TASK DESCRIPTION:
Identify all lines in the listing that include the word "jersey", and copy them out.

^^^^^^^^

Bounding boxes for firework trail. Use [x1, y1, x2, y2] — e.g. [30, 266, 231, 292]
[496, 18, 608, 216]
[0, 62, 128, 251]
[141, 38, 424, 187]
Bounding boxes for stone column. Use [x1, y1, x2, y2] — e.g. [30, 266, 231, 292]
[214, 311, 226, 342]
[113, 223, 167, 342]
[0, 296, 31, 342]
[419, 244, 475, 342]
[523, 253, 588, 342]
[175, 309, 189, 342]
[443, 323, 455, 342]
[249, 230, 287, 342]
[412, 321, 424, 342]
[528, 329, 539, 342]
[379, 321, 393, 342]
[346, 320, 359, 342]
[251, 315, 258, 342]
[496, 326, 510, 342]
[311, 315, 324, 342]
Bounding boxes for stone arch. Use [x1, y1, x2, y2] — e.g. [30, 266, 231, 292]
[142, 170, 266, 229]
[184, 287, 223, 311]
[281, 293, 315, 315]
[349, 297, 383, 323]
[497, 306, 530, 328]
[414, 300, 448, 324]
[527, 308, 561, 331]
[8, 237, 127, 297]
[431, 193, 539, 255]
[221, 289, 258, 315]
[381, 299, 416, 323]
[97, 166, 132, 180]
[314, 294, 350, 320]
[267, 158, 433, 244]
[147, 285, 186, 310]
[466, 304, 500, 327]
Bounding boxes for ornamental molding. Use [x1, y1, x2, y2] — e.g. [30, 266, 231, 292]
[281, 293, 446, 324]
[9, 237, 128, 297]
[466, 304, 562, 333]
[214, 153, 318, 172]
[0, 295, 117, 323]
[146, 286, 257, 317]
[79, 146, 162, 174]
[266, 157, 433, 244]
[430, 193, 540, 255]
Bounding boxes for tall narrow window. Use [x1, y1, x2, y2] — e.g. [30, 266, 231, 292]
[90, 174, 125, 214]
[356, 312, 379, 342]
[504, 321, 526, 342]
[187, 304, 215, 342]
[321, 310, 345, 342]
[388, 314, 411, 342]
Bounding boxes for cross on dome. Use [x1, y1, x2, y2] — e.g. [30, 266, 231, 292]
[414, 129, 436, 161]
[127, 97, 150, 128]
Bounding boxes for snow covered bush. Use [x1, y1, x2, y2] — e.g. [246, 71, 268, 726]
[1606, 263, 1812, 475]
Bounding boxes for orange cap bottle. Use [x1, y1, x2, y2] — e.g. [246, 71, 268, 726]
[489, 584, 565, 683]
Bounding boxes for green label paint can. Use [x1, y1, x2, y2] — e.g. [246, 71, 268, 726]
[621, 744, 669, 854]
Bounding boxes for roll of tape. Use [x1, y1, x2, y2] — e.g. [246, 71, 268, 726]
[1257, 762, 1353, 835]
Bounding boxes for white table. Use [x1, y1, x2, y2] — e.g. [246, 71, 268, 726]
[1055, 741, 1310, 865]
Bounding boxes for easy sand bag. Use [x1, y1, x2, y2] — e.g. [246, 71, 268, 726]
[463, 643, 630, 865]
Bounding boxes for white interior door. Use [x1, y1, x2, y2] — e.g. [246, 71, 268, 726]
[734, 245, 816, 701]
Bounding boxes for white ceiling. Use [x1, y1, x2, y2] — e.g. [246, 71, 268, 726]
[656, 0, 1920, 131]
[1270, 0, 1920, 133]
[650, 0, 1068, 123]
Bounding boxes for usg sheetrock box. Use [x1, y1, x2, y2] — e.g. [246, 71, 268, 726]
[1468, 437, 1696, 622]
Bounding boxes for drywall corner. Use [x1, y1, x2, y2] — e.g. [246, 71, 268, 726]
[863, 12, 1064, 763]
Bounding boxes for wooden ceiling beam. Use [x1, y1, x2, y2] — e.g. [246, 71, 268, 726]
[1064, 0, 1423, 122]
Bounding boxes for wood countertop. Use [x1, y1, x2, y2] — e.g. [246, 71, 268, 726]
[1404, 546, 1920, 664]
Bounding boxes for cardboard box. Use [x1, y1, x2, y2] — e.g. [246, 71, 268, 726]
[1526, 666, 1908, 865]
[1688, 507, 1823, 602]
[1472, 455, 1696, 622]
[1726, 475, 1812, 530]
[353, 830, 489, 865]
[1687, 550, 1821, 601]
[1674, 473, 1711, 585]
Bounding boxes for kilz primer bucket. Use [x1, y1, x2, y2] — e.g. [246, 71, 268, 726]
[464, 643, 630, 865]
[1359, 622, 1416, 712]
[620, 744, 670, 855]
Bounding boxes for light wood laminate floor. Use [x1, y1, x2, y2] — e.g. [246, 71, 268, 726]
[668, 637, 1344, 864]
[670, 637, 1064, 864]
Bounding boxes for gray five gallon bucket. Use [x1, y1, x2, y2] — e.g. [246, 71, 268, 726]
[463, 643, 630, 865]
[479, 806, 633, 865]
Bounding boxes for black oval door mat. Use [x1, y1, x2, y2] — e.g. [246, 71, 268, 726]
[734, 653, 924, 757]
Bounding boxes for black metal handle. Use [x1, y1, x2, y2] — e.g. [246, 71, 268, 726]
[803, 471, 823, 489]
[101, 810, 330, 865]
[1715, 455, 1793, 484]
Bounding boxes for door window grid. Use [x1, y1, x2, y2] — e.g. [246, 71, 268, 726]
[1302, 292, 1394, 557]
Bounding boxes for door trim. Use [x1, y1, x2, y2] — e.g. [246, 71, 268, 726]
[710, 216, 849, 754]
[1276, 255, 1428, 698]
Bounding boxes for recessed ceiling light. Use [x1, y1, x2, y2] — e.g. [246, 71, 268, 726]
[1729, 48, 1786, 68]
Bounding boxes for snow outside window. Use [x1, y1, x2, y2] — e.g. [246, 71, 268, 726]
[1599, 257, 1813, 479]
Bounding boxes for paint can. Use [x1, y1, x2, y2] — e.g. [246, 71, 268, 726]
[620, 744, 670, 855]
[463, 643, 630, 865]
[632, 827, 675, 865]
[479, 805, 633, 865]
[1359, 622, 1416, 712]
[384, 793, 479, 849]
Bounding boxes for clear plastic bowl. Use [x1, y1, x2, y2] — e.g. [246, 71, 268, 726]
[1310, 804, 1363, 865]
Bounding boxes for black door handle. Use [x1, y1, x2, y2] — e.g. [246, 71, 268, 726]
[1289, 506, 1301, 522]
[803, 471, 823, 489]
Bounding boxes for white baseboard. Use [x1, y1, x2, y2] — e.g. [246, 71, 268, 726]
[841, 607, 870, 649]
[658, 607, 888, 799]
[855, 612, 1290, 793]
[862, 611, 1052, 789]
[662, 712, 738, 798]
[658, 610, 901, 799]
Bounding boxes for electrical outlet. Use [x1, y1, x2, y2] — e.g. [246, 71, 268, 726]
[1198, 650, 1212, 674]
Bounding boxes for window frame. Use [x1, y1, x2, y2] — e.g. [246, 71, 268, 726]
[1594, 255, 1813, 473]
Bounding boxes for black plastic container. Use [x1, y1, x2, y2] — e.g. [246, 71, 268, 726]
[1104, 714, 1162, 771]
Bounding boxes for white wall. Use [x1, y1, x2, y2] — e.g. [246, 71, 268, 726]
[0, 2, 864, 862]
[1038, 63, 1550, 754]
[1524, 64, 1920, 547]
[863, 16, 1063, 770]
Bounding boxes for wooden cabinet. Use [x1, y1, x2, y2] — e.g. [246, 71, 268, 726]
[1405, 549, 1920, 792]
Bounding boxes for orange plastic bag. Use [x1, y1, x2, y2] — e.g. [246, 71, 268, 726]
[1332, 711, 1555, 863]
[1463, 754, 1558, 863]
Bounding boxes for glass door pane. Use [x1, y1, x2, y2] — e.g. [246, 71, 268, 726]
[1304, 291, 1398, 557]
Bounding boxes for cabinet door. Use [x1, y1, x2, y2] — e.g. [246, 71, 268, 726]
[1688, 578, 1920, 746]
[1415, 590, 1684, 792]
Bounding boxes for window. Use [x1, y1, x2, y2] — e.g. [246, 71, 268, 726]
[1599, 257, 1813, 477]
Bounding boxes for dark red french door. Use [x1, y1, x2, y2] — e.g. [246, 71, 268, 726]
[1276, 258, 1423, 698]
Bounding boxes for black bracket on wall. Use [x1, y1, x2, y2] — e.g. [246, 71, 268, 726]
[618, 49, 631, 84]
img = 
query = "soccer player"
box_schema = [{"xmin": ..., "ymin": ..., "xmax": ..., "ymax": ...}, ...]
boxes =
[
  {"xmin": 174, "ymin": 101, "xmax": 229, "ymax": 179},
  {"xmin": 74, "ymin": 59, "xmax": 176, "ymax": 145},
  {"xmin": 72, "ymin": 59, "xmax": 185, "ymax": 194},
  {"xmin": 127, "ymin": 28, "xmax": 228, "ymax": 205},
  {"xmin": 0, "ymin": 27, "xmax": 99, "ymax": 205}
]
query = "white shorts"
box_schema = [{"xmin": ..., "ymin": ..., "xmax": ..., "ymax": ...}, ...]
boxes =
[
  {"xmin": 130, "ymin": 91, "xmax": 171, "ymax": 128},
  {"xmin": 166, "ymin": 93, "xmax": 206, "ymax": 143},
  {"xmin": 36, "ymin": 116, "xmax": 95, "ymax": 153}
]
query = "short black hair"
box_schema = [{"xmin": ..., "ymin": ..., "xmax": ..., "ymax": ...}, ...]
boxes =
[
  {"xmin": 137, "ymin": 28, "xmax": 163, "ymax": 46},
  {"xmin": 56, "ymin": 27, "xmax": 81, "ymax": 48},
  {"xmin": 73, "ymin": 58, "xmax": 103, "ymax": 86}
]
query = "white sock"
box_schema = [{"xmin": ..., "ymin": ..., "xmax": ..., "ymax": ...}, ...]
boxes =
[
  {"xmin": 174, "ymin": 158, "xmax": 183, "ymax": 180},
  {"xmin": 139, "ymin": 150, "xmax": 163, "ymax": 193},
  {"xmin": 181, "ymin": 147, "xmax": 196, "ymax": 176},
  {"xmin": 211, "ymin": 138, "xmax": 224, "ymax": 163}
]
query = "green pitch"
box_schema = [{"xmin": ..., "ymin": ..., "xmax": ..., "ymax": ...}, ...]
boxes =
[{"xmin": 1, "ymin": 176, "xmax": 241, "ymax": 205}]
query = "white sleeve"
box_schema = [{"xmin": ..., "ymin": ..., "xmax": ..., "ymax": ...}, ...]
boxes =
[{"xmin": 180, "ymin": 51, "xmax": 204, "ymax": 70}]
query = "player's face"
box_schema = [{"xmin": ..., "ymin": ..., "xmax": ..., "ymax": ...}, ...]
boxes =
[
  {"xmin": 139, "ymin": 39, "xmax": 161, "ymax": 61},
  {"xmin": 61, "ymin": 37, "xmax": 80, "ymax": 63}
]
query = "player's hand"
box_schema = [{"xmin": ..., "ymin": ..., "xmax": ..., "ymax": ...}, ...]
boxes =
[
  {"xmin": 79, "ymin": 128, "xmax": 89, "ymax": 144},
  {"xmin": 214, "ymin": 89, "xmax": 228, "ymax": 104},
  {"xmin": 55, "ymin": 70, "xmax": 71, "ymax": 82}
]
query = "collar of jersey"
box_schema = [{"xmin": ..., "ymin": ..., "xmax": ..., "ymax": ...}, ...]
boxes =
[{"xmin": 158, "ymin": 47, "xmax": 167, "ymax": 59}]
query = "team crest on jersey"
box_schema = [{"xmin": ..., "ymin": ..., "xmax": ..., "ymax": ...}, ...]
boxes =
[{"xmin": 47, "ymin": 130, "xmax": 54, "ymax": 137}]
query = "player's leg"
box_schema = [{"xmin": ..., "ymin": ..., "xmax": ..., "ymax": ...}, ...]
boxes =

^^^^^^^^

RESPONSE TO THE TASK:
query = "collar of jersey"
query = "team crest on jersey"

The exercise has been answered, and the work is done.